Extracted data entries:
##############################

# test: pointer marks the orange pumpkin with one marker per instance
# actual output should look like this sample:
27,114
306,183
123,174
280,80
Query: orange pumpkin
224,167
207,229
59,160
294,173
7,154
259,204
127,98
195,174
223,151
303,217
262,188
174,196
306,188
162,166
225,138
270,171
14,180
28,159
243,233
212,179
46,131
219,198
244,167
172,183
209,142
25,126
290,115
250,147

##############################

--- DIRECTIONS ---
Reproduce the data above in full, keeping it exactly the same.

--- REPLY ---
# test: pointer marks the orange pumpkin with one marker per instance
# actual output should look like this sample:
27,114
306,183
123,174
280,80
Query: orange pumpkin
224,167
207,229
59,160
294,173
7,154
259,204
127,98
195,174
223,151
303,217
262,188
174,196
306,188
162,166
225,138
270,171
14,180
28,159
243,233
212,179
46,131
219,198
244,167
172,183
209,142
25,126
290,115
250,147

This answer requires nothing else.